■ **Task inputs**:
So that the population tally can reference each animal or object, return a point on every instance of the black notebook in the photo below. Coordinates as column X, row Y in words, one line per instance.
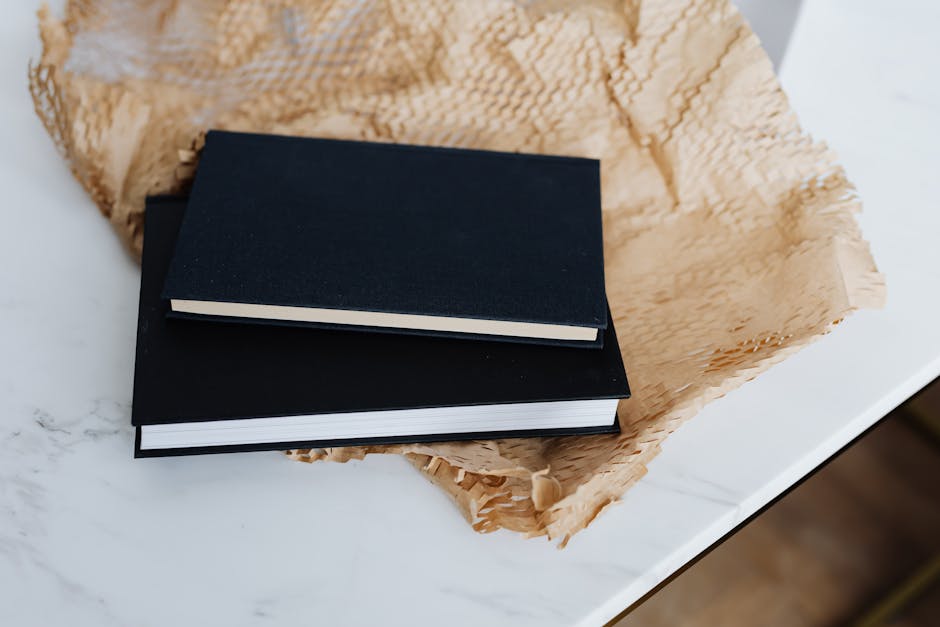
column 201, row 388
column 389, row 237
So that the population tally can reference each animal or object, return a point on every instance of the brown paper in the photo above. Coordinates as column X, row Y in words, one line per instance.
column 729, row 235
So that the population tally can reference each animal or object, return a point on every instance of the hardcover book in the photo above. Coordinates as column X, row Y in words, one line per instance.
column 465, row 243
column 202, row 388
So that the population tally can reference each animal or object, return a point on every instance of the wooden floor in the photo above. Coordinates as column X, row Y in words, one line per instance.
column 830, row 549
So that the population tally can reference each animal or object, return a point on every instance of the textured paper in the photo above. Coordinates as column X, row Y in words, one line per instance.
column 730, row 240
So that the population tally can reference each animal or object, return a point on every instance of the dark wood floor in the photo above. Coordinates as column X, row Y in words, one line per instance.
column 831, row 549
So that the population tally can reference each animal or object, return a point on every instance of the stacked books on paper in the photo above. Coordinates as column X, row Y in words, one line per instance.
column 314, row 293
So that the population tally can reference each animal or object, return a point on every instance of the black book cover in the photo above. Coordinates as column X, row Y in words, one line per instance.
column 366, row 227
column 188, row 372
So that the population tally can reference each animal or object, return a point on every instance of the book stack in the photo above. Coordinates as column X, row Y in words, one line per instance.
column 315, row 293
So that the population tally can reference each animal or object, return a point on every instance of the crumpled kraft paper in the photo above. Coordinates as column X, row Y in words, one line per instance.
column 730, row 240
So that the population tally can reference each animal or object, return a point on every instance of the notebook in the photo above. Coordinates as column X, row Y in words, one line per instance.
column 206, row 388
column 465, row 243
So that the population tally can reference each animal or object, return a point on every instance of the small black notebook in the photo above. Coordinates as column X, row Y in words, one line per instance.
column 202, row 388
column 391, row 237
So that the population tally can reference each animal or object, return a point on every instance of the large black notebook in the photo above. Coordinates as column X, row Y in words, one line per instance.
column 201, row 387
column 390, row 237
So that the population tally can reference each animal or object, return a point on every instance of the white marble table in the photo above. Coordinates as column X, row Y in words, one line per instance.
column 89, row 536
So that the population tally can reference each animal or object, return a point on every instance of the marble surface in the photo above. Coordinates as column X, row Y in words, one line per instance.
column 89, row 536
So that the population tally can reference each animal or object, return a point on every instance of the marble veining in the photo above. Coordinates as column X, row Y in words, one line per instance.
column 90, row 536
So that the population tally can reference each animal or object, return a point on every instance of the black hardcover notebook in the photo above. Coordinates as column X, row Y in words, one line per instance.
column 390, row 237
column 201, row 388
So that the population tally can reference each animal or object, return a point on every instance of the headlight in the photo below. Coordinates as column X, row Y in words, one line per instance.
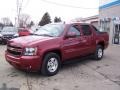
column 1, row 35
column 30, row 51
column 16, row 35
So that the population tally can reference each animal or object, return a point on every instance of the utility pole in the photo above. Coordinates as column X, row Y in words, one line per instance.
column 19, row 9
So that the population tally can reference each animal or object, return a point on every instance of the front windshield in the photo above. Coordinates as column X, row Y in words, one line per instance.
column 53, row 30
column 9, row 29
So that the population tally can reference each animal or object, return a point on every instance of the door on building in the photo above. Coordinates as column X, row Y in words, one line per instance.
column 116, row 36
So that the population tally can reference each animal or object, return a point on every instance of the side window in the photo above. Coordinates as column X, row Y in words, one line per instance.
column 74, row 29
column 86, row 30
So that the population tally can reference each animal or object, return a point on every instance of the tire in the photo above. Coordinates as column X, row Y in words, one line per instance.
column 98, row 55
column 51, row 64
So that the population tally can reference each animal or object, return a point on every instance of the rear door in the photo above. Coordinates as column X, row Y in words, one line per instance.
column 87, row 38
column 71, row 46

■ **Set task**: Copy all of the data above line for line, leaving out the pictures.

■ **Exercise result**:
So that the population tally can reference each animal or object, return a point on every instance of the black notebook in the photo below. Coordinates as column X, row Y in words, one line per instance.
column 201, row 388
column 389, row 237
So that the population tally can reference each animal or object, return a point on every instance of the brown paper in the photo above. Coordinates as column X, row Y in words, one line per instance.
column 729, row 235
So that the population tally can reference each animal or object, return a point on every instance of the hardcover book in the photo above. Coordinates as column X, row Y in words, one line per instance.
column 465, row 243
column 202, row 388
So that the population tally can reference each animal or object, return a point on every instance of the wooden floor in the photo above. Coordinates as column X, row Y in words, one line per instance.
column 830, row 549
So that the population tally can reference each animal or object, return a point on every instance of the textured paper in the photo above. Coordinates as column X, row Y in words, one line per instance.
column 730, row 240
So that the population tally can reference each animal or object, return a point on every instance of the dark wood floor in the photo above. Coordinates as column X, row Y in words, one line per instance.
column 831, row 549
So that the population tally can reference each animal or object, return a point on every instance of the stacked books on paper in the photo above. Coordinates as column X, row Y in words, one line per instance.
column 314, row 293
So that the population tally can reference each animal or object, return a point on every instance of the black book cover in the photo above. Coordinates as column X, row Y in words, one line per instance.
column 366, row 227
column 188, row 372
So that the population tally can reference each animal or object, return a point on every instance of the book stack in the photo above. Coordinates as column X, row Y in words, one line per instance.
column 315, row 293
So that the population tally can reference each animal or object, return a point on every instance of the crumpled kraft paper in the photo above. Coordinates as column X, row Y in words, one line per instance.
column 730, row 240
So that the population tally can reference each animal or object, return a point on every instance of the notebook in the photo above. Coordinates as column X, row Y in words, one line per instance.
column 206, row 388
column 465, row 243
So that the population tally can reference each animal or object, return a point on every instance of the small black notebook in the photo above. Coordinates as column X, row Y in words, one line per instance.
column 202, row 388
column 391, row 237
So that the population tally can reference each animal or object, return a point on every instance of the large black notebook in the photo above. Coordinates as column X, row Y in words, one line per instance.
column 201, row 387
column 390, row 237
So that the population tally can reference each animal or object, return a point on every instance of the white marble table in the photo above. Coordinates as column X, row Y in words, one line per instance.
column 89, row 536
So that the population tally can reference each animal or object, return a point on every instance of the marble surface in the photo above. Coordinates as column X, row Y in words, one line per instance.
column 89, row 536
So that the population tally can reference each animal or object, return a point on every instance of the marble veining in the photo above. Coordinates as column X, row Y in words, one line per instance.
column 90, row 536
So that the population tally can reference each animal or object, return a point on every instance of the black hardcover notebook in the photo above. Coordinates as column X, row Y in words, one line per instance.
column 390, row 237
column 201, row 388
So that the population tally can reference each animal or object, return a point on every instance of the headlight in the photo below. Coordinates as column X, row Y in words, one line per instance.
column 1, row 35
column 30, row 51
column 16, row 35
So that the population tally can reference each animal or object, return a point on every instance of the utility pole in the photo above. Coordinates as column X, row Y in words, one line per instance.
column 19, row 9
So that the population tally can reference each animal or object, return a point on every instance of the front windshield in the photo above. Coordinates as column X, row Y in words, one line per instance.
column 53, row 30
column 9, row 29
So that the population tally can reference each animal or object, return a point on every instance of the door on building in the photo above. Coordinates as column X, row Y in words, one line per instance.
column 116, row 36
So that the population tally can reference each animal or object, return a point on every instance of the side window in the photo above. Coordinates as column X, row Y in words, one line per instance.
column 74, row 29
column 86, row 30
So that the population tally can reference each animal or object, return a point on every instance of the tire in the photo above. Coordinates as column X, row Y in words, one line per instance.
column 98, row 55
column 51, row 64
So that the population tally can reference each animal or object, return a point on every instance of the rear door in the photo above. Coordinates as column X, row Y in words, one line per instance.
column 87, row 38
column 71, row 46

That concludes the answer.